- _WORK REQUIRED_:
Continue the review of the film Blank, picking up right after its last sentence.

- _PAGE TEXT_:
----------

What's scarier: writer's block, or a robot that forces you to overcome it?

Blank isn't just for writers, but it specifically channels their fears
Heida Reed as Rita in Natalie Kennedy’s Blank. Photo: Brainstorm Media

For a writer, there are few things more intimidating than the blank page. Creativity at its best comes organically, but books and articles live on deadlines, with a specified amount of copy required by a certain date. It’s this anxiety that’s at the heart of Natalie Kennedy’s film Blank, but it’s far from the only one.

Blocked novelist Claire (The L Word’s Rachel Shelley) has an old-fashioned phone answer machine—mainly because it’s awfully convenient for exposition—full of messages from her agent demanding to know where her next book is. In anxious search of a quick fix, she signs up for a 30-day retreat designed to help writers. The space isn’t so different from her own sparsely furnished residence, but it does come with an ample supply of wine, and a customizable Wayne Brady hologram. And it lets her outside to jog through dead trees every morning. AI and two hand scanners aside, however, it mostly appears to be a nice rustic retreat. No annoying humans are around to get in the way of the creative process, a feature that will eventually become quite the bug.

It also comes with a creepy android, because nothing spurs the imagination quite like a super-strong sentient mannequin named Rita (Icelandic actress Heida Reed, Poldark) that sits creepily in the corner after finishing its daily chores. The Clippy-ish Wayne Brady A.I., whom Claire dubs “Henry,” handles food orders, chess games, and casual conversation as needed.

----------

[Entries taken from a collection]
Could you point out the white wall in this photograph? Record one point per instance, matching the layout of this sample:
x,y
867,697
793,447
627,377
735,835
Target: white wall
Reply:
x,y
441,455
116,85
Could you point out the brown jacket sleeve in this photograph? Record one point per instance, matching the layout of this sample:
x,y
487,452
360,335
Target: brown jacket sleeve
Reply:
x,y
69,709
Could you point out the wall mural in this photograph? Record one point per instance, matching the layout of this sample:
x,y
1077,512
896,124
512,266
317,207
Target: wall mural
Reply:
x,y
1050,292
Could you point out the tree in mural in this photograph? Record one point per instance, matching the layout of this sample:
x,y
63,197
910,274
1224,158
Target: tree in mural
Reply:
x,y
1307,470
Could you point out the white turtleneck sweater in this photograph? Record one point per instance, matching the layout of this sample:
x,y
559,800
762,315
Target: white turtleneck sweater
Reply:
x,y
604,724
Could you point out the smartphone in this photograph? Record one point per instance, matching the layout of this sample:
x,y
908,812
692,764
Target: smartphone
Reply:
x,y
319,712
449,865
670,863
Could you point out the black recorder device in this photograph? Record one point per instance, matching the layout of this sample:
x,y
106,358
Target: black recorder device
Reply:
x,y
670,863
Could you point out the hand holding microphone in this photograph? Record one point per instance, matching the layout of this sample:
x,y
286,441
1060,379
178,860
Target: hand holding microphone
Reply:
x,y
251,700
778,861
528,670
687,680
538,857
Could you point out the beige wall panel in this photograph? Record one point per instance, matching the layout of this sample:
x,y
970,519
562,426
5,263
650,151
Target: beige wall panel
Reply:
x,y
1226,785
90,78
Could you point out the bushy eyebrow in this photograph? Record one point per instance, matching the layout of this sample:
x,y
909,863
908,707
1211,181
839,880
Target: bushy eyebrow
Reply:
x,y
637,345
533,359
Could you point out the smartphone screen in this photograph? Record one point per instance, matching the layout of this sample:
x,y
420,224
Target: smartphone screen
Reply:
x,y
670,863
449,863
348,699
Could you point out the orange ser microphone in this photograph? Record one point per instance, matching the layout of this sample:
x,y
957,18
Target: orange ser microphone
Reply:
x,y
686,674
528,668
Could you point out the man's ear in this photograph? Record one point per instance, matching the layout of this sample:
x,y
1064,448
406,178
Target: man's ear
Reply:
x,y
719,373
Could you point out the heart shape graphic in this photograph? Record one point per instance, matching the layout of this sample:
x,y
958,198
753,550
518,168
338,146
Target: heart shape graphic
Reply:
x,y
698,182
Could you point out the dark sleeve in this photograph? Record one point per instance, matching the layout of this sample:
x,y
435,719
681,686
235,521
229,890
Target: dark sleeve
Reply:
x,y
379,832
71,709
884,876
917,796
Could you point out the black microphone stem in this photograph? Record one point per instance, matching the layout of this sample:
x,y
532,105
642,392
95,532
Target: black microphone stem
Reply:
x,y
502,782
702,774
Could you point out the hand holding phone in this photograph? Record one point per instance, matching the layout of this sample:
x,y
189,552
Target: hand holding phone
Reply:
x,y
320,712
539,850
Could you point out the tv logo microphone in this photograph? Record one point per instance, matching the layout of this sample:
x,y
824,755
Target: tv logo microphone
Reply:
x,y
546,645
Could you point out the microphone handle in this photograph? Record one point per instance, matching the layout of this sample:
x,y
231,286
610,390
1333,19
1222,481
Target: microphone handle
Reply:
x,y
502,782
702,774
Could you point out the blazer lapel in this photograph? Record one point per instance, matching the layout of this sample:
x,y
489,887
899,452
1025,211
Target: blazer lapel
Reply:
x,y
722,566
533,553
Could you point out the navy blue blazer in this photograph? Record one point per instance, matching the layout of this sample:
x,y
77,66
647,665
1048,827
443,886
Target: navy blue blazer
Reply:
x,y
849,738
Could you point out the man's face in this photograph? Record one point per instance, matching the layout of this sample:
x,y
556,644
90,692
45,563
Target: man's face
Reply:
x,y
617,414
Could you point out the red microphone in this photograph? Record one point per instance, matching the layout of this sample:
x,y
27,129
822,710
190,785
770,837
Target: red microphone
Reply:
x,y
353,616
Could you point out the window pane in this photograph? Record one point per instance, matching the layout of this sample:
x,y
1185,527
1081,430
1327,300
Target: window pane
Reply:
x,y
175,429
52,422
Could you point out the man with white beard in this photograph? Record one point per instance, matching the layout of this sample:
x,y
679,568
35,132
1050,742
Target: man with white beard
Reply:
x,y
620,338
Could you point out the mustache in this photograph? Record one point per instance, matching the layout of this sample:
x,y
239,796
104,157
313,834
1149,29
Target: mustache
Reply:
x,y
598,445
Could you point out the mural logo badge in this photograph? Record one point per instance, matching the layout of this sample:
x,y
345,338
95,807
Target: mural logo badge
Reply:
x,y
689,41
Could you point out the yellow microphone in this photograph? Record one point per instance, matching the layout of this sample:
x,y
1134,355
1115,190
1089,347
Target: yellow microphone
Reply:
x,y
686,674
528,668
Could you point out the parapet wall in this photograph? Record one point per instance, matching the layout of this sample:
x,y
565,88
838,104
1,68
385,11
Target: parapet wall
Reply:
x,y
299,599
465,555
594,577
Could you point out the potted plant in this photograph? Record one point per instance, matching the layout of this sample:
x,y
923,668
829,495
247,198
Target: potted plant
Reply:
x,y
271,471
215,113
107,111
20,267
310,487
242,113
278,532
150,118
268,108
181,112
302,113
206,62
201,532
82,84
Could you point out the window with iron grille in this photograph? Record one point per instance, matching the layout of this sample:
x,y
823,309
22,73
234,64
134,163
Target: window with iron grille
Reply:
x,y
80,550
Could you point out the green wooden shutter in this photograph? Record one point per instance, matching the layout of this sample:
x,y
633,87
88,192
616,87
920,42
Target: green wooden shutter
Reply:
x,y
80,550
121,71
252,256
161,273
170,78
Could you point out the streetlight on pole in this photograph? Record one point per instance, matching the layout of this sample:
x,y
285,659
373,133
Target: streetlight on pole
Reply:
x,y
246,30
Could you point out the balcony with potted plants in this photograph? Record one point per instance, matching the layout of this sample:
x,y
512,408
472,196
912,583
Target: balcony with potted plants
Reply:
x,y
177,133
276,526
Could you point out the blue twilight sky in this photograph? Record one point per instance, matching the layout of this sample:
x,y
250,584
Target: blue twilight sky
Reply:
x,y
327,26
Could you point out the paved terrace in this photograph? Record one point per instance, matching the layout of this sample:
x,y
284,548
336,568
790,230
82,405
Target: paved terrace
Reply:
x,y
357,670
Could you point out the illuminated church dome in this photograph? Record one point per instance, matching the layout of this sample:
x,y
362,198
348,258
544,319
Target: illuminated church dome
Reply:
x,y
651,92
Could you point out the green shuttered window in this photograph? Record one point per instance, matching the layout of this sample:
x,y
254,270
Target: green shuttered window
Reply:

----------

- _EXERCISE RESULT_:
Brady appears to have been cast precisely because of the old Chappelle’s Show joke about how comfortable he makes middle-aged white women feel, and it plays perfectly. Since that’s the same demographic that’s also likely to hate platitude-spouting, artificial-looking younger women, Reed’s Rita is equally perfect—though not necessarily conducive to creativity. The film’s title could refer equally to her personality and Claire’s empty page. As bland as Rita may seem, though, she at least knows her way around a broom and the kitchen.

When malware invades the safe space, erasing Rita’s daily memories, the robot turns threatening, imprisoning Claire until she finishes her book. Naturally, she also appoints herself the one to decide what constitutes “finished;” as a speed-reader, she can detect filler or plagiarism with ease. With everything else in the building controlled by AI, and Henry similarly degrading, Claire’s retreat transforms into a prison. Of course, the pressure might all be by design—a kind of stress-based incentive calculated to motivate Claire specifically. If not, it’s a deathtrap, especially when her food supply begins to run out.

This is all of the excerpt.